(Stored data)
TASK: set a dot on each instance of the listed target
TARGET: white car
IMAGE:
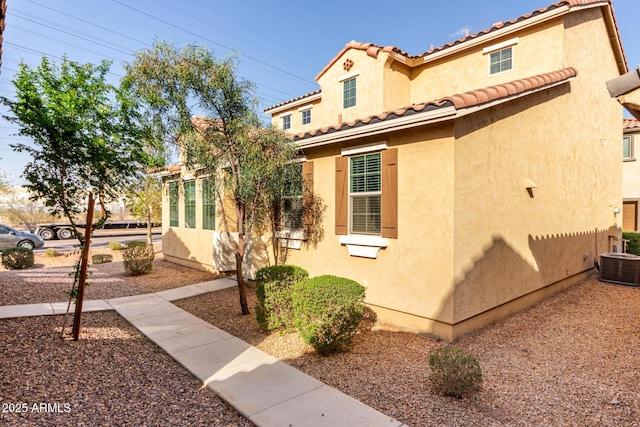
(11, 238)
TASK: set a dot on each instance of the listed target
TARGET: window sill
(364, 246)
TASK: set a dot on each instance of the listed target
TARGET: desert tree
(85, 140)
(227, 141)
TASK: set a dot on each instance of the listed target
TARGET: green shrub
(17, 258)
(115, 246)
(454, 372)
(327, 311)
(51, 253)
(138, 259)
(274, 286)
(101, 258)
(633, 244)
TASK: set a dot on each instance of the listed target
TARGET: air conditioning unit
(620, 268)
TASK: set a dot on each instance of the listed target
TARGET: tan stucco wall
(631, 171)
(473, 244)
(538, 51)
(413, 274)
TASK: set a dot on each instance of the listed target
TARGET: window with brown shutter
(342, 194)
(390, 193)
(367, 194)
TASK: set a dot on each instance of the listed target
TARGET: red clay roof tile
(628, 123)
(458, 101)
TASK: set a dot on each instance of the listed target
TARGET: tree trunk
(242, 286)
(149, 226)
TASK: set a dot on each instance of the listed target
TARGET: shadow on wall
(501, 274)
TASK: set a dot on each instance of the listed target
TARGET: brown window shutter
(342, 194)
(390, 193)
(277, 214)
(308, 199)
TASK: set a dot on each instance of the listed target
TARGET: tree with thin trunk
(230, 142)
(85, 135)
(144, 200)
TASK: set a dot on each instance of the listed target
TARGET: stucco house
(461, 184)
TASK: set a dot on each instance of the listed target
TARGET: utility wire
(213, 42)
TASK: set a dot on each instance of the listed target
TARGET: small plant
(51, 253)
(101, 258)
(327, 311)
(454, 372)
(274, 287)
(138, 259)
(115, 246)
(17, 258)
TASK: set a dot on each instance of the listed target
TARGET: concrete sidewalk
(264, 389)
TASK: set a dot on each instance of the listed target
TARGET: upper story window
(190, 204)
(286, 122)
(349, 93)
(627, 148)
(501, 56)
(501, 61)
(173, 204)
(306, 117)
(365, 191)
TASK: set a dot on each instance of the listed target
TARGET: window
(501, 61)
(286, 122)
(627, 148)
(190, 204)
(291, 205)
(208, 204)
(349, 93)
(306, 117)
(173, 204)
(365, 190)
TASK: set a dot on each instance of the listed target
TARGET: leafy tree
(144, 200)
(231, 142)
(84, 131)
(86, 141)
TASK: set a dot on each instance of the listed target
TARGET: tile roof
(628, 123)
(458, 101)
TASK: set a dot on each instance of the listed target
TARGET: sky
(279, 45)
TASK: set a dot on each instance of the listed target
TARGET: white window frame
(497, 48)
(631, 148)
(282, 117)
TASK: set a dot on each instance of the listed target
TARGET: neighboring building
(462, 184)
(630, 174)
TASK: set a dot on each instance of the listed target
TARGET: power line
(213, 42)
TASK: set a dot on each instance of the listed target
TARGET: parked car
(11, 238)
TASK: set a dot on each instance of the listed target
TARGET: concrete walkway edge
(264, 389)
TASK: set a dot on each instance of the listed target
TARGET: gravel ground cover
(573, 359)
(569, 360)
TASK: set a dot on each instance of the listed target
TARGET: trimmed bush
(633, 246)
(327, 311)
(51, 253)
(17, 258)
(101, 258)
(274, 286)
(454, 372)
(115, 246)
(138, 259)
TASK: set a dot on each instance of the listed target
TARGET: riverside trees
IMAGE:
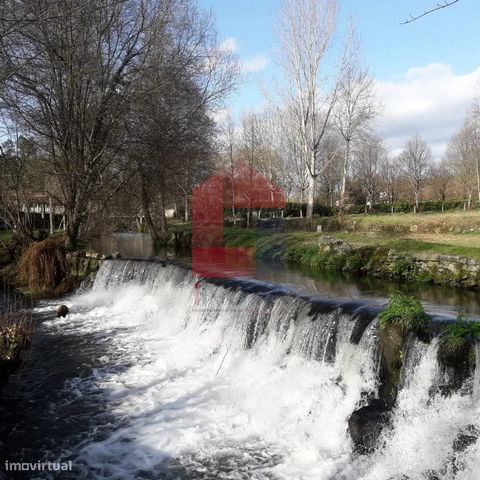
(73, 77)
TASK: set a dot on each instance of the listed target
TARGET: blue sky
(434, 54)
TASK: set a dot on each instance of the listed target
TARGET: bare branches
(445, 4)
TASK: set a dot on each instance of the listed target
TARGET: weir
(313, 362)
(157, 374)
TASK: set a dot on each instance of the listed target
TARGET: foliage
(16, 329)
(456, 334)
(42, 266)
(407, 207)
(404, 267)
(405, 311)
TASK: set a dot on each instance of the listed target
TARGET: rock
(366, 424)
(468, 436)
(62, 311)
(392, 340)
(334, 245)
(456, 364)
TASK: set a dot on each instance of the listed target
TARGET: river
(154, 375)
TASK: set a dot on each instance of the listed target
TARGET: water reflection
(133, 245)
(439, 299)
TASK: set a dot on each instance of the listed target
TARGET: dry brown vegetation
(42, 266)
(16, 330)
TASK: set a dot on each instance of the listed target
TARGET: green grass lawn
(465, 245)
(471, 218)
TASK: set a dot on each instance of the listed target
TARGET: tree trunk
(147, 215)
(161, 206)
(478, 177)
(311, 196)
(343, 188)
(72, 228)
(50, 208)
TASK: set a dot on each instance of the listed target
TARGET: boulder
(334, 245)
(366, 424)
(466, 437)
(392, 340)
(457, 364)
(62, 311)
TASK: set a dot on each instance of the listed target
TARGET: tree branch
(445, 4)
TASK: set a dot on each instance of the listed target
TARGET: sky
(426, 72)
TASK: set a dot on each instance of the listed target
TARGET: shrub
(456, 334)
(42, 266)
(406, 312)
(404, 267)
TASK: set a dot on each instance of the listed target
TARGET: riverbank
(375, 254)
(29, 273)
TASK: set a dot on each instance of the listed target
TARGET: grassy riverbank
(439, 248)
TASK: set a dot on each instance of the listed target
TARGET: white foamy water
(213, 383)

**Description of the task:** Reproduce every entry exactly; images stay out.

**Response to this task:**
TASK: set a dot on each instance of the listed target
TARGET: white car
IMAGE:
(11, 238)
TASK: set a dot on each instance of the listed target
TARGET: window sill
(364, 246)
TASK: set a dot on each instance of the listed target
TARGET: desert tree
(85, 140)
(227, 141)
TASK: set a dot on each instance of the listed target
TARGET: green shrub
(17, 258)
(115, 246)
(454, 372)
(327, 311)
(51, 253)
(138, 259)
(274, 286)
(101, 258)
(633, 244)
TASK: set a dot on each instance of the listed target
TARGET: air conditioning unit
(620, 268)
TASK: set a dot on each instance of the listed target
TARGET: tan stucco wall
(631, 171)
(473, 244)
(538, 51)
(413, 274)
TASK: set a dot on each instance of the listed target
TARGET: window with brown shutter
(342, 194)
(390, 193)
(367, 194)
TASK: set a dot on each instance of the listed target
TARGET: red clay roof tile
(628, 123)
(458, 101)
TASK: set a dot on each instance of the listed target
TARGET: tree trunk
(242, 286)
(149, 226)
TASK: set a dot on each instance of the listed target
TARGET: shadow on wall
(501, 274)
TASK: set a dot on each instance of the listed target
TARGET: brown window shutter
(342, 194)
(390, 193)
(277, 214)
(308, 199)
TASK: set a dot on each instance of the listed target
TARGET: tree with thin trunk
(230, 142)
(85, 135)
(144, 200)
TASK: set a dot on each instance of the listed target
TARGET: stucco house
(461, 184)
TASK: set a dot on each instance of the listed target
TARGET: utility wire
(213, 42)
TASK: set a dot on each instance of the listed target
TARGET: small plant
(51, 253)
(101, 258)
(327, 311)
(454, 372)
(274, 287)
(138, 259)
(115, 246)
(17, 258)
TASK: set a dot on each instance of the listed target
TARGET: concrete sidewalk
(264, 389)
TASK: set a dot on each instance of the listed target
TARGET: upper story window
(190, 204)
(286, 122)
(349, 93)
(627, 148)
(501, 56)
(501, 61)
(173, 204)
(306, 117)
(365, 191)
TASK: set a dot on each instance of the listed target
TARGET: window
(501, 61)
(286, 122)
(627, 148)
(190, 204)
(291, 205)
(208, 204)
(349, 93)
(306, 117)
(173, 204)
(365, 190)
TASK: set a dot on each instance of the listed target
TARGET: leafy tree
(144, 200)
(231, 142)
(84, 131)
(86, 141)
TASK: set a dot on each instance of the listed target
TARGET: tile roof
(628, 123)
(458, 101)
TASK: set a dot on each instance of the listed target
TARGET: sky
(279, 45)
TASK: set a dot on each instance of the listed target
TARGET: white window frame
(497, 48)
(631, 148)
(282, 117)
TASK: set a dot on each instance of the listed target
TARGET: neighboring building
(462, 184)
(630, 174)
TASK: set a dot on each instance of the listed target
TARGET: power line
(213, 42)
TASK: set a dot on each instance of the listed target
TARGET: parked car
(11, 238)
TASK: set a dot on each instance of the listed target
TARGET: concrete walkway edge
(264, 389)
TASK: set a dot on each instance of the listed target
TARGET: gravel ground cover
(573, 359)
(569, 360)
TASK: set a dot on each instance of the listed target
TARGET: trimmed bush
(633, 246)
(327, 311)
(51, 253)
(17, 258)
(101, 258)
(274, 286)
(454, 372)
(115, 246)
(138, 259)
TASK: set a dot on each instance of the listed target
TARGET: riverside trees
IMAGE:
(73, 77)
TASK: set a dot on each instance of the listed target
TARGET: blue sky
(434, 54)
TASK: set a dot on each instance of the listed target
TARGET: bare branches
(445, 4)
TASK: set a dot on each instance of the listed target
TARGET: weir
(313, 362)
(157, 374)
TASK: set a dot on each instance of the listed target
TARGET: foliage
(16, 329)
(456, 334)
(42, 266)
(407, 207)
(404, 267)
(405, 311)
TASK: set a dot on each instance of the listed target
TARGET: rock
(366, 424)
(468, 436)
(62, 311)
(392, 340)
(334, 245)
(456, 364)
TASK: set a dot on each instance of the listed target
TARGET: river
(154, 375)
TASK: set a dot on each instance of the listed target
TARGET: water reflection
(133, 245)
(439, 299)
TASK: set a dot on each instance of the listed target
TARGET: dry brown vegetation
(42, 266)
(16, 330)
TASK: set a dot on each instance of the listed target
TARGET: green grass lawn
(465, 245)
(471, 218)
TASK: set a dot on each instance of the listed target
TARGET: tree trunk
(147, 215)
(161, 206)
(478, 177)
(311, 196)
(343, 188)
(72, 228)
(50, 208)
TASK: set a dot on each instance of the listed target
TARGET: boulder
(334, 245)
(366, 424)
(466, 437)
(392, 340)
(457, 364)
(62, 311)
TASK: set a dot on each instance of the listed target
TARGET: tree branch
(445, 4)
TASK: set a dot on each instance of the listed target
TARGET: sky
(426, 72)
TASK: set a dot on each instance of the listed target
TARGET: shrub
(456, 334)
(42, 266)
(406, 312)
(404, 267)
TASK: set a dot on each instance of the listed target
TARGET: riverbank
(375, 254)
(29, 273)
TASK: set a dot on each instance of the listed target
TARGET: grassy riverbank
(439, 248)
TASK: set a dot on each instance of the listed target
TARGET: white foamy water
(213, 383)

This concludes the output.